Request: Return each line of the rows below that contains the string "field".

Source data:

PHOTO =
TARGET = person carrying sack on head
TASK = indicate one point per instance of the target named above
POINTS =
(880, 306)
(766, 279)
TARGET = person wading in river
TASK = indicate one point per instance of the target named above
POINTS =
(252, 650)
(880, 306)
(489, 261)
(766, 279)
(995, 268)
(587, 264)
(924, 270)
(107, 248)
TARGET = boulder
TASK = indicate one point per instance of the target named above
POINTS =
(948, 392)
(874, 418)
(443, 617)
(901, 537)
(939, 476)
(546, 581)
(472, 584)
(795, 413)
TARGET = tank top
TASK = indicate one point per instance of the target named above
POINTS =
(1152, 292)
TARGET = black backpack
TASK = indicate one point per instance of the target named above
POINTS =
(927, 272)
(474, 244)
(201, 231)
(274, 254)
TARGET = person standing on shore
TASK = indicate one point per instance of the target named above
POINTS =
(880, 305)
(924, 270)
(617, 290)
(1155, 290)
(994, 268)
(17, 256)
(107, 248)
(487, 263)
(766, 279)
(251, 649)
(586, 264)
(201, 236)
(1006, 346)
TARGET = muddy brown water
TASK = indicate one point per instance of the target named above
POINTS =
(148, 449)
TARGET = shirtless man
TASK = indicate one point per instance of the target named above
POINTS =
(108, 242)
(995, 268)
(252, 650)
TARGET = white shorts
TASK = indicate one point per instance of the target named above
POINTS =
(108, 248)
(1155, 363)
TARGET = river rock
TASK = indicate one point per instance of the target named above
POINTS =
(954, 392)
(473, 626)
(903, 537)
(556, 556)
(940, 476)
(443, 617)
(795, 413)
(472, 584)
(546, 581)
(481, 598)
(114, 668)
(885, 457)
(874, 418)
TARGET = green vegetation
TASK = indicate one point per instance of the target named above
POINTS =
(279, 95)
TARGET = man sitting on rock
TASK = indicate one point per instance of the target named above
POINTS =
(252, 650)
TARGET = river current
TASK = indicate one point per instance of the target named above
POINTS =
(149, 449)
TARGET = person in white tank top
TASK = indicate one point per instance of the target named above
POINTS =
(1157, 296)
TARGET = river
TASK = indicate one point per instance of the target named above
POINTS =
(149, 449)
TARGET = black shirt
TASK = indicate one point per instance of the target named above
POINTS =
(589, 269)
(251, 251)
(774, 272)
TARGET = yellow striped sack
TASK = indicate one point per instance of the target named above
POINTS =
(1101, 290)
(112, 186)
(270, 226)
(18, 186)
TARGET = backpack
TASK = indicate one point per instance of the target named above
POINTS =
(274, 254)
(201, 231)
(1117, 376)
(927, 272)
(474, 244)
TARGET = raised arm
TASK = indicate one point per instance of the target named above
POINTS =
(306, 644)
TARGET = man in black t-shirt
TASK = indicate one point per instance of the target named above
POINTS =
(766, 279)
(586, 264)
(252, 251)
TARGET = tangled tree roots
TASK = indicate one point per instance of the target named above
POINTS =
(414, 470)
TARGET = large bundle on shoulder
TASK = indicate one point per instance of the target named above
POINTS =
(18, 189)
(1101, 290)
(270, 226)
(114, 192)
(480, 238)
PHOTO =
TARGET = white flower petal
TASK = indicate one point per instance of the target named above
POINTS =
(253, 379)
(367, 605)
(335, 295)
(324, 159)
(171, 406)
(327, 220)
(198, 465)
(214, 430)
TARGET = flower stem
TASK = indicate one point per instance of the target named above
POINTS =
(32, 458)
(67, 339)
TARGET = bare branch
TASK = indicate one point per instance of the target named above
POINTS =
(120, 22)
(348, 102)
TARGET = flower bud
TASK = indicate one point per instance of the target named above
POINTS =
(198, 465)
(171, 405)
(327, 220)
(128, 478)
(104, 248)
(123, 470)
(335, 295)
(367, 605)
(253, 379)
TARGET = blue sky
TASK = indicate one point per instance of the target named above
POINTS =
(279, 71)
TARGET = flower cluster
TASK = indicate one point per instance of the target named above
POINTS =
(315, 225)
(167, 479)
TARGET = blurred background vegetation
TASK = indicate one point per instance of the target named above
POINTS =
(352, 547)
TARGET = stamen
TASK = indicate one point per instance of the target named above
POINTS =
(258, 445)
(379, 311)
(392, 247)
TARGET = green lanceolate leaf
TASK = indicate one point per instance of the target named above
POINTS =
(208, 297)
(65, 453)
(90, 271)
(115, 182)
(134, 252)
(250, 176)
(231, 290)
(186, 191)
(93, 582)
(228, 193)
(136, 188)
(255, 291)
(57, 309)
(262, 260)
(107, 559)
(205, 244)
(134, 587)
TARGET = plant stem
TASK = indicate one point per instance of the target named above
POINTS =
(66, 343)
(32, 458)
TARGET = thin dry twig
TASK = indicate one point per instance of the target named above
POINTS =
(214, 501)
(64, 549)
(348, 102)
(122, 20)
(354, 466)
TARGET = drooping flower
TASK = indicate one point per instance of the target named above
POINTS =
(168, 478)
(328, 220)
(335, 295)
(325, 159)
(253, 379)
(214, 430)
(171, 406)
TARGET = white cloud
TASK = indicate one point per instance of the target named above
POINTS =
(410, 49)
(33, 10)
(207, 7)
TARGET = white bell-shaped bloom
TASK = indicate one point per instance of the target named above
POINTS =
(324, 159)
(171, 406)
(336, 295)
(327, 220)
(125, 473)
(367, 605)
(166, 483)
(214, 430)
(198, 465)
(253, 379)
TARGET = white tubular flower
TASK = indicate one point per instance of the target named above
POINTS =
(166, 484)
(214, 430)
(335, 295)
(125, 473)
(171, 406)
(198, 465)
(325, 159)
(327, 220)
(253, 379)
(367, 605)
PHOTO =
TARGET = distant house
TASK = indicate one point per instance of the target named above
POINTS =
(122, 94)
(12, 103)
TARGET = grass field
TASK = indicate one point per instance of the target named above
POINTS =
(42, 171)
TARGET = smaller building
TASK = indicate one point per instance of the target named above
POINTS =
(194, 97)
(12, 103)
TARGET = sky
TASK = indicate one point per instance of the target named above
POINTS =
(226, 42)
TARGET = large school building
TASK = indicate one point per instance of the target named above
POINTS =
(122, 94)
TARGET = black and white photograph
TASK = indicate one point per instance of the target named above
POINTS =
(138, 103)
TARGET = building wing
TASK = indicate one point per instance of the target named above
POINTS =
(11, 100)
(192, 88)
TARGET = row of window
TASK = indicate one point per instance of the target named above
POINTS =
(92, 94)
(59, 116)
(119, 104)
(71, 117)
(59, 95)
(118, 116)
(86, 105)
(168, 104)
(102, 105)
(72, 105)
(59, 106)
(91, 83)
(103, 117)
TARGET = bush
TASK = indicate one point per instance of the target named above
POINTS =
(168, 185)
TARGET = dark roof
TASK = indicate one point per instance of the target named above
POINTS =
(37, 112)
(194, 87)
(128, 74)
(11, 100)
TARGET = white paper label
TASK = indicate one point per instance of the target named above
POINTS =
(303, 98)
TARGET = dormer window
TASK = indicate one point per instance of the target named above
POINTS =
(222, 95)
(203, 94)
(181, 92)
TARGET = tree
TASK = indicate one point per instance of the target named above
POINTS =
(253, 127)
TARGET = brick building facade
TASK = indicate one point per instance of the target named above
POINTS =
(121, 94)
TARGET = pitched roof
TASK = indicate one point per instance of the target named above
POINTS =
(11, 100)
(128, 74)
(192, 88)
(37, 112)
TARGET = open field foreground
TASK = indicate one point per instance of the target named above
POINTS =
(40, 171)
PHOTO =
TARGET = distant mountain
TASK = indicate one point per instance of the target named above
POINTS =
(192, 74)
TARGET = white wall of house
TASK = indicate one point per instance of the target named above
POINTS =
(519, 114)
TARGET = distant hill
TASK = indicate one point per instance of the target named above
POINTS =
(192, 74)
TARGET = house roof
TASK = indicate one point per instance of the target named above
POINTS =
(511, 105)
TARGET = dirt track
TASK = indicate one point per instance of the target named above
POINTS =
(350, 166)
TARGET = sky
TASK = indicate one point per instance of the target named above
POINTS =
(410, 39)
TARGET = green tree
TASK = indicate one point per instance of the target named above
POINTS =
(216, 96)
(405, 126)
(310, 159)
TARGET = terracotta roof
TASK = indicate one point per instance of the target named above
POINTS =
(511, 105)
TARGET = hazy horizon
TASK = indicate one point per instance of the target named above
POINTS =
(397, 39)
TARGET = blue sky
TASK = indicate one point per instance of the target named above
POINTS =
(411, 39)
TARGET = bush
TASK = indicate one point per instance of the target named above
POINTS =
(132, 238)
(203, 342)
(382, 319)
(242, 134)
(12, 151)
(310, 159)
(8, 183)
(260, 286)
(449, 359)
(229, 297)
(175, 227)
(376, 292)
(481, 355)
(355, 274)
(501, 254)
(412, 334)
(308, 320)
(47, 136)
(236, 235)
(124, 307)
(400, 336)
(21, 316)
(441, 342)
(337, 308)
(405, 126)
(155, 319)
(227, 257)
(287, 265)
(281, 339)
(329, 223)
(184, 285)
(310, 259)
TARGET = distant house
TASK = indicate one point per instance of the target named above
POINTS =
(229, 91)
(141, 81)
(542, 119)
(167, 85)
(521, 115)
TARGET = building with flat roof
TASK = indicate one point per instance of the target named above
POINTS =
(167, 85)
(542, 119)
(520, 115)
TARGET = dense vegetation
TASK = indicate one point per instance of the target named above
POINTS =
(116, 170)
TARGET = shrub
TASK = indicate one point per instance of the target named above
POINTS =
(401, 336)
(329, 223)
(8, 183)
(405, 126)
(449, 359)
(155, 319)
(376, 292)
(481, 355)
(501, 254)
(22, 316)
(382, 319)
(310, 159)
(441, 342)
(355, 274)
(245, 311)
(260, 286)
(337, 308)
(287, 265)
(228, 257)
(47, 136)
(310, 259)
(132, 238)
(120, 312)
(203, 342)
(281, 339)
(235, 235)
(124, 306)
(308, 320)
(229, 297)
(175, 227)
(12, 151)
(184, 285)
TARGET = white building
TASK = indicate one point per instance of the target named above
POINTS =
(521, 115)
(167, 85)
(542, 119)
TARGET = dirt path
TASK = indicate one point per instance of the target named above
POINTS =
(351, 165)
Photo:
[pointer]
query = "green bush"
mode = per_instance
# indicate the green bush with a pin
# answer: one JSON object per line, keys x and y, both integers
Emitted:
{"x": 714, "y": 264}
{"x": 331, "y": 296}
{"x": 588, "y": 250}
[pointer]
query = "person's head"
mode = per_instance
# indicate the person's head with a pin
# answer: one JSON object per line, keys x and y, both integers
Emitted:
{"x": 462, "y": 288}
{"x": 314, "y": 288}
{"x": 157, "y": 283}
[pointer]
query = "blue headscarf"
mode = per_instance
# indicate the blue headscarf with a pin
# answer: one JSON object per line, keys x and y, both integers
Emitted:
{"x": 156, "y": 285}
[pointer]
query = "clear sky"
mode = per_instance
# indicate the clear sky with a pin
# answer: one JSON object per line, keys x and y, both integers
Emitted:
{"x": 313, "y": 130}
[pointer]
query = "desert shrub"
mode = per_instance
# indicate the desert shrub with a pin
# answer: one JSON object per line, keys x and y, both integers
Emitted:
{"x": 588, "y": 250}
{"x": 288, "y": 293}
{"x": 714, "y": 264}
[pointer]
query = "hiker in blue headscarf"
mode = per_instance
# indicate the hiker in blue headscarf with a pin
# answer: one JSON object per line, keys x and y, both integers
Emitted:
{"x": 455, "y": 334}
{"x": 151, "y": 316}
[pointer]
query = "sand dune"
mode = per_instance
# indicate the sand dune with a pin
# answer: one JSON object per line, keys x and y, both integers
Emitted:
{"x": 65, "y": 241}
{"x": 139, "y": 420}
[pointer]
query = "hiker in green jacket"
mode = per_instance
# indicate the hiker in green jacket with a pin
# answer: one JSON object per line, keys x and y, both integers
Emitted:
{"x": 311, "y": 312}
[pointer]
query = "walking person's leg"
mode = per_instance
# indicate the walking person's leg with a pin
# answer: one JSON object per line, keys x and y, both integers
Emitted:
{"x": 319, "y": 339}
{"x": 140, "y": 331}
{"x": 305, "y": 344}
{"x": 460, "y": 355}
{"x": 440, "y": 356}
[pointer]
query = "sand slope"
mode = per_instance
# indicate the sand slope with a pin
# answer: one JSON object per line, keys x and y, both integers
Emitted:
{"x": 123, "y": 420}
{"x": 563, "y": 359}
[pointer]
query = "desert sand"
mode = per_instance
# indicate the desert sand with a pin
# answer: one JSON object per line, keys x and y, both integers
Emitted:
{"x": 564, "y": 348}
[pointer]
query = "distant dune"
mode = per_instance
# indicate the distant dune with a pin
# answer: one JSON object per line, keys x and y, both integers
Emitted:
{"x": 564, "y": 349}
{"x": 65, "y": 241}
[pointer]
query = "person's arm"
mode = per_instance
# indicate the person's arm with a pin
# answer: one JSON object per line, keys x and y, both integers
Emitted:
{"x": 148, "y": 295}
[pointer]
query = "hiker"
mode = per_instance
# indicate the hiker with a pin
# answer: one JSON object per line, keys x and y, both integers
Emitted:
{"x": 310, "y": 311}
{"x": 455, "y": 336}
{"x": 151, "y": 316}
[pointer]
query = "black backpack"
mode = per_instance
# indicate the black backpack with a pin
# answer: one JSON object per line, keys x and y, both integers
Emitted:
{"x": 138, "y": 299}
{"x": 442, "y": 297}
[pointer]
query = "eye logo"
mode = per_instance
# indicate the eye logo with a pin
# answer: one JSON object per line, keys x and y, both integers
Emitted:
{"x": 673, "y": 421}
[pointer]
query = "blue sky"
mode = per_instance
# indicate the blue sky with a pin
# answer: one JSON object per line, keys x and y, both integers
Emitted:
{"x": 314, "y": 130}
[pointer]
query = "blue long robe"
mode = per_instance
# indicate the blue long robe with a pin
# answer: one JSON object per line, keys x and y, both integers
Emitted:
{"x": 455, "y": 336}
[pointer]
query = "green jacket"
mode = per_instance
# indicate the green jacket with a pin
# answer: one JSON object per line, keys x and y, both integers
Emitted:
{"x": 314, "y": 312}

Reply:
TARGET = grass field
TARGET = open field foreground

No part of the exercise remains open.